◆ Prompt a ◆
In the passage on shopping malls and Dartmoor below, rewrite the section that begins with "By: Blonde Two" and ends after "are enjoying themselves.", changing "quadrilateral" to "rectangular" throughout.

## begin Source extract

By: Blonde Two
My name is Blonde Two and yesterday I visited a shopping mall!
Shopping malls surely have to be the antithesis of all that is Dartmoor. Too many quadrilateral buildings, connected by too many quadrilateral corridors, lit by too many over bright lights, heated (always to the wrong temperature) by too many oddly placed air vents and populated by too many quadrilateral people.
The shopping people, of course, aren’t really quadrilateral but just the act of being in a mall (I hate even the word) seems to knock all of the interesting lumps and bumps off them. Their faces become pale, their teeth and buttocks become clenched and none of them look like they are enjoying themselves.
By contrast, on Dartmoor, the buildings fail to conform to quadrilateral shaping. Roofs sink in the middle, windows are unevenly spaced and most things man-made sit at odd angles to the road. In a mall, you find yourself longing for the feel of rain on your face; on Dartmoor you will struggle to avoid it. Coffee stops on Dartmoor find you crouching behind rocks gazing at long, people-uninterrupted views. Coffee stops at the mall find you standing in a corner gazing at overfull tables and wondering whether or not it would be acceptable to crouch.

## end Source extract
## begin Stored records

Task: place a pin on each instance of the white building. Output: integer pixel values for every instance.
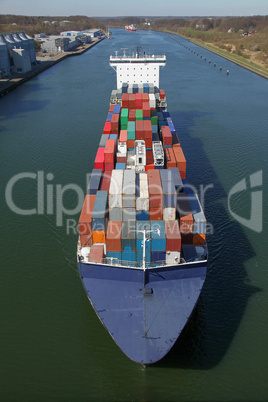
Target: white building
(17, 53)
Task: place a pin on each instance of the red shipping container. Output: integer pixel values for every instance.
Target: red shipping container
(138, 100)
(180, 158)
(99, 159)
(145, 97)
(173, 236)
(109, 151)
(123, 136)
(166, 135)
(148, 142)
(107, 128)
(148, 131)
(139, 131)
(155, 214)
(146, 109)
(96, 253)
(115, 124)
(85, 240)
(111, 109)
(155, 189)
(170, 160)
(125, 101)
(109, 166)
(131, 101)
(106, 179)
(132, 115)
(162, 94)
(130, 144)
(113, 236)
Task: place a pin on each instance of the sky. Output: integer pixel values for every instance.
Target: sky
(113, 8)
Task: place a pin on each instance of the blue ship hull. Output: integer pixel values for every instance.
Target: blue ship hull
(144, 311)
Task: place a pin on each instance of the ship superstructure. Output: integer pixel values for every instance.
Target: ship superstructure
(142, 253)
(137, 68)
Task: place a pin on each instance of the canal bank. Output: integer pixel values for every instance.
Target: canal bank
(254, 68)
(44, 62)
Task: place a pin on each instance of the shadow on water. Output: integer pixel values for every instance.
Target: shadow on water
(208, 334)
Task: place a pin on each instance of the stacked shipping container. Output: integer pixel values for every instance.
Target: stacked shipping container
(129, 192)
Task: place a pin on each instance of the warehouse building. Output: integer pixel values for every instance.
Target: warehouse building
(17, 53)
(64, 42)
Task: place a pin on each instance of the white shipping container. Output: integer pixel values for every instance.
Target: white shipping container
(142, 204)
(173, 257)
(169, 214)
(115, 201)
(142, 200)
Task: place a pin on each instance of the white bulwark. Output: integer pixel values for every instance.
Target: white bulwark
(137, 68)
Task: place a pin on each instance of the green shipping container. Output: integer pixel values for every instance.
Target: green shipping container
(139, 114)
(124, 113)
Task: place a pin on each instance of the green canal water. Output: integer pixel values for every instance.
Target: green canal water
(52, 345)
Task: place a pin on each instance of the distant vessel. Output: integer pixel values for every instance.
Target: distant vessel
(141, 253)
(131, 27)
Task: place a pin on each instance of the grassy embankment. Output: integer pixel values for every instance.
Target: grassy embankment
(250, 52)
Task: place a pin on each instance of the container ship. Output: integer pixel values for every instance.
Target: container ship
(131, 27)
(142, 253)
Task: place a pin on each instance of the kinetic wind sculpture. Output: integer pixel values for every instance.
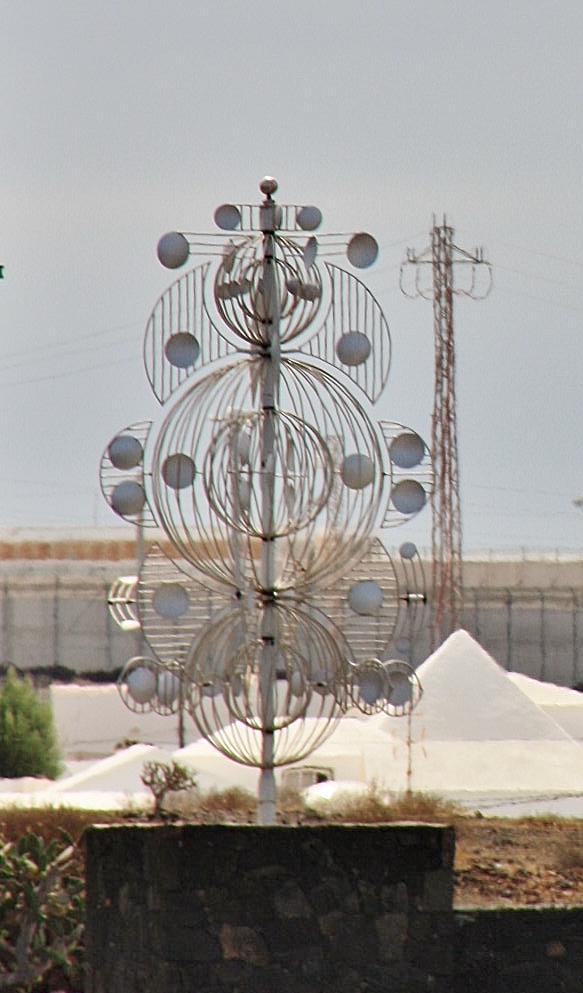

## end Stored records

◆ Prompt b ◆
Locate each line in the records above that contains the string "warehouse", matching case exactly, and copy those lines.

◆ Full solution a ◆
By: Blonde Two
My name is Blonde Two and yesterday I visited a shopping mall!
Shopping malls surely have to be the antithesis of all that is Dartmoor. Too many rectangular buildings, connected by too many rectangular corridors, lit by too many over bright lights, heated (always to the wrong temperature) by too many oddly placed air vents and populated by too many rectangular people.
The shopping people, of course, aren’t really rectangular but just the act of being in a mall (I hate even the word) seems to knock all of the interesting lumps and bumps off them. Their faces become pale, their teeth and buttocks become clenched and none of them look like they are enjoying themselves.

◆ Full solution b ◆
Task: place a pin on each instance of the warehouse building. Output: integer pixel values for every instance.
Target: warehouse building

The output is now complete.